- **Exercise tasks**
**a.** In the story about John and Richard, what had the narrator's friends assured everyone present?
**b.** For the story about John and Richard, say whether each statement agrees with it: (i) Richard was the narrator's favorite. (ii) The narrator had hoped Richard would go first. (iii) John convinced the room that nothing had happened.
**c.** Pick up the story about John and Richard after its last sentence and write what comes next.

In honesty I’d rather expected this to be treated as a joke. That the guys, like John before them, would assume we’d just been pretending to do the deed, especially given my rapid re-emergence. This proved not to be the case. It turns out that while I was engaged with John, my friends had assured everyone present that there was no way in holy hell that I was only pretending, and that I was stubborn enough to see this through regardless. They weren’t wrong.

“Me next!” declared Richard, springing up out of his chair as though he’d been ejected.

Damn, I thought. Richard was my favourite. The most engaging debater and easily the best looking. I’d been hoping to save him till last.

John returned to an exceptionally laddish cheer from the male quotient of the room. He briefly attempted to pretend everything had been innocent and we’d just been playing along. However he was trying to pull this off while wearing the unmistakable smile of a man who has recently achieved orgasm. He was fooling no one.

Rather than endure his pitiful attempts at awkward obfuscation, I returned to the bathroom suggesting Richard should follow. He bringing a drink with him so I could wash the taste of John out of my mouth first. What a gentleman.

In the bathroom Richard told me I was under no obligation to do anything at all, and that instead he’d be more than happy to go down on me. Like I said; what a gent. I told him that it was a very generous offer, but that for now I had to decline because out of everyone he was the one I most wanted to fuck. He seemed both flattered and delighted. Rightly so. The competition was stiff. (Pun, as ever, intended)

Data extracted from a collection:

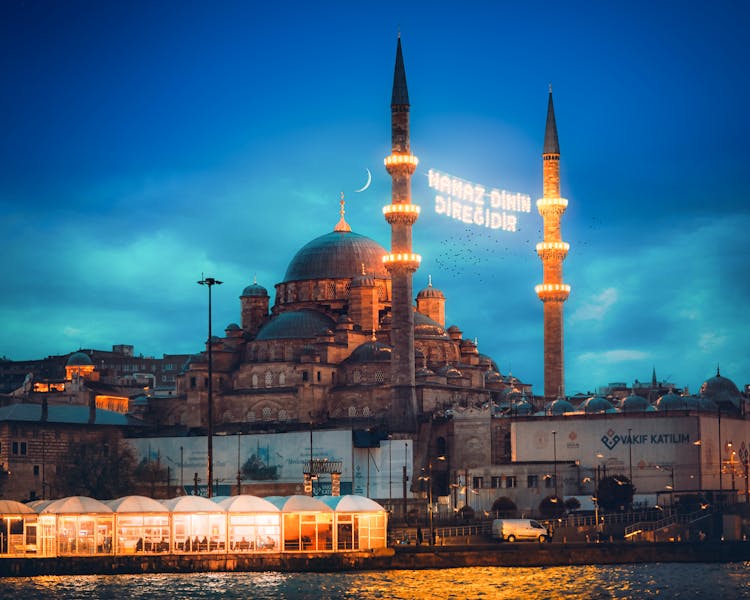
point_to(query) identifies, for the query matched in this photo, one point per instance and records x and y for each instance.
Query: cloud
(597, 308)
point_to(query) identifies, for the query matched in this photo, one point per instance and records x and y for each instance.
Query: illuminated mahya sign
(474, 204)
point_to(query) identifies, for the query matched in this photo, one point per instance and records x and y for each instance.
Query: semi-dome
(672, 401)
(560, 407)
(79, 359)
(426, 327)
(298, 324)
(597, 404)
(721, 390)
(254, 291)
(337, 255)
(371, 352)
(635, 403)
(430, 292)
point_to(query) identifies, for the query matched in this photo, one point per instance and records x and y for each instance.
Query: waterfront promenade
(401, 557)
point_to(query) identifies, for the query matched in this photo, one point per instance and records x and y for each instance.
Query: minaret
(401, 262)
(552, 292)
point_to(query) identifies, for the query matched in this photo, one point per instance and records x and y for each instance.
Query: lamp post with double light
(210, 282)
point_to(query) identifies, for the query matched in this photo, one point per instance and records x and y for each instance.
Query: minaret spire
(552, 251)
(401, 214)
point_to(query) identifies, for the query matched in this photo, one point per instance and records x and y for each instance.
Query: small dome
(371, 352)
(635, 403)
(295, 325)
(597, 404)
(430, 292)
(672, 401)
(722, 391)
(79, 359)
(426, 327)
(363, 281)
(560, 407)
(522, 407)
(254, 291)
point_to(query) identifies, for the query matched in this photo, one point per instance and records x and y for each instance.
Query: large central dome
(337, 255)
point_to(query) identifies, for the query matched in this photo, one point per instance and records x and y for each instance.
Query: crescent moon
(369, 181)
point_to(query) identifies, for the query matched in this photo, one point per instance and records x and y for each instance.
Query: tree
(552, 507)
(615, 493)
(151, 473)
(98, 468)
(504, 506)
(4, 476)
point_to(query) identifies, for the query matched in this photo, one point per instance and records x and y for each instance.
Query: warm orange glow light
(401, 208)
(401, 159)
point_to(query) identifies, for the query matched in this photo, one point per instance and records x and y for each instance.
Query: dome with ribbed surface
(597, 404)
(79, 359)
(721, 390)
(298, 324)
(337, 255)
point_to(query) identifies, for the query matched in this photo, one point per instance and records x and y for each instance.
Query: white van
(511, 530)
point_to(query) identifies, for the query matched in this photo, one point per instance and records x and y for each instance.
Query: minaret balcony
(551, 206)
(402, 260)
(401, 213)
(552, 250)
(401, 164)
(552, 292)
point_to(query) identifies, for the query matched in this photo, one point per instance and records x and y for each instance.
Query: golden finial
(342, 225)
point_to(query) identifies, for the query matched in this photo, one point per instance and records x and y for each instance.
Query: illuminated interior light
(401, 208)
(401, 159)
(402, 257)
(544, 288)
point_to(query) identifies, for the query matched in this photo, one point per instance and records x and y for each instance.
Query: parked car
(511, 530)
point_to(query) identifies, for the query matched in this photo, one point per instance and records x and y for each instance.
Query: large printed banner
(281, 458)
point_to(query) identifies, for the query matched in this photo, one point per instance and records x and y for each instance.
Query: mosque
(349, 369)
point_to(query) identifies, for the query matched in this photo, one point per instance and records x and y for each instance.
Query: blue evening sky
(144, 143)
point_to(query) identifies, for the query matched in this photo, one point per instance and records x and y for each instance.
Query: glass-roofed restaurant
(82, 526)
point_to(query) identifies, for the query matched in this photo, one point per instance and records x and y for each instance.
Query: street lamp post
(210, 282)
(554, 458)
(630, 453)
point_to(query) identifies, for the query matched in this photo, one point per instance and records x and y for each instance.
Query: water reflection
(621, 581)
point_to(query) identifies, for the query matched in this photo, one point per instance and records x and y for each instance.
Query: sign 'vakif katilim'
(474, 204)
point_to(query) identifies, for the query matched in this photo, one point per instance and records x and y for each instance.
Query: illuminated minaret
(401, 262)
(552, 292)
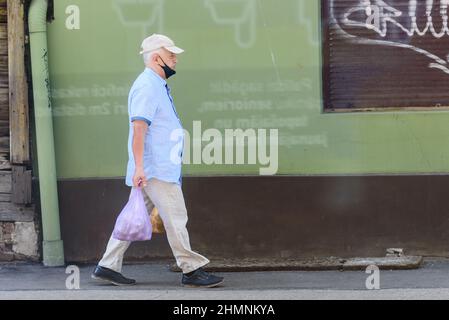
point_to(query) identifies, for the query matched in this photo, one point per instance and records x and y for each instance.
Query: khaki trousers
(169, 200)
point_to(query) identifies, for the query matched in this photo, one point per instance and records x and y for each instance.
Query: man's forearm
(138, 144)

- **Responses to the exercise**
**a.** That there was no way the narrator was only pretending, and that the narrator was stubborn enough to see it through regardless.

**b.**
(i) Yes: "Richard was my favourite."
(ii) No: "I’d been hoping to save him till last."
(iii) No: "He was fooling no one."

**c.**
We toyed with the idea of doing it there and then, but both of us were looking for something a little more substantial than a bathroom quickie so instead decided that we’d wait, I’d blow the other two guys first and then we’d head back to his place to enjoy the remainder of the evening just in each other’s company.

As he so eloquently stated; “you insist on blowing two of my friends before you’ll make the time to fuck me. Totally fair, but the weirdest agreement I’ve made in my life.”

We returned to the living room after seven minutes, pretending I’d blown him. I was convincing. He very much wasn’t.

The third guy had a small cock but huge balls. This was literally the only thing noteworthy. For a more detailed description simply reread what happened with John but change the name to William. It was near enough blow for blow identical. (Pun inten… you get the idea)

The fourth guy was far more anecdote worthy. I’d been calling him Darren but it turned out his name was Darryl. He was very nearly as good looking as Richard, but had been a little less engaging conversationally. Lacking a certain maturity.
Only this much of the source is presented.